What the task asks
Copy out the forum discussion on combining manufacturing and experimental data for widget lots, word for word and in full.

======== Excerpt ========

This yields data similar to the following figures, which show two lots, each comprised of six subplots. “Thickness” is the dependent variable x and “Response” is the y:

The problem is that in practice we do not know which Response value y corresponds to which Thickness value x. That is, the only information we have from manufacturing are the marginal distributions of x and y for each lot (where a lot comprises six sublots).

From independent experimental data, we have an estimate of the equation for the widget test value, so we can probabilistically estimate the Response given Thickness. However, the experiment was only conducted using one lot of widgets and so does not capture the lot-to-lot variability due to unmeasured interacting factors, resulting in a biased and overly precise estimate.

My question is how to best integrate the manufacturing and experimental data. Is this even feasible? Conducting additional experiments will be very costly and is likely not an option.


If I understand correctly, I would try define the problem as a bayesian error model. For each unique value of y, I would estimate a predictor based on the lot mean and standard deviation. Let i be an observation from lot j, it would look like :

y_{ij} \sim N(\beta \mu_{ij}, \sigma)\\ x_{j} \sim N(\mu_{ij}, sd_{j})

I am not sure it will work, but it is what I would try!

Have a good day!

Thanks @ldeschamps. I would like to model the component sublot and lot as group-level effects as well, although the each Response lot is only traceable to the Component lot level. But would modeling as group-level terms add unnecessary complexity?

Is it possible to define something like this in the brms formula syntax, @paul.buerkner? My Stan language skills are not great.

======== Collected data ========

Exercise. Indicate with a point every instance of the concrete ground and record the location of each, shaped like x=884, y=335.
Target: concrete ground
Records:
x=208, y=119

========

Solution to the exercise
This yields data similar to the following figures, which show two lots, each comprised of six subplots. “Thickness” is the dependent variable x and “Response” is the y:

The problem is that in practice we do not know which Response value y corresponds to which Thickness value x. That is, the only information we have from manufacturing are the marginal distributions of x and y for each lot (where a lot comprises six sublots).

From independent experimental data, we have an estimate of the equation for the widget test value, so we can probabilistically estimate the Response given Thickness. However, the experiment was only conducted using one lot of widgets and so does not capture the lot-to-lot variability due to unmeasured interacting factors, resulting in a biased and overly precise estimate.

My question is how to best integrate the manufacturing and experimental data. Is this even feasible? Conducting additional experiments will be very costly and is likely not an option.


If I understand correctly, I would try define the problem as a bayesian error model. For each unique value of y, I would estimate a predictor based on the lot mean and standard deviation. Let i be an observation from lot j, it would look like :

y_{ij} \sim N(\beta \mu_{ij}, \sigma)\\ x_{j} \sim N(\mu_{ij}, sd_{j})

I am not sure it will work, but it is what I would try!

Have a good day!

Thanks @ldeschamps. I would like to model the component sublot and lot as group-level effects as well, although the each Response lot is only traceable to the Component lot level. But would modeling as group-level terms add unnecessary complexity?

Is it possible to define something like this in the brms formula syntax, @paul.buerkner? My Stan language skills are not great.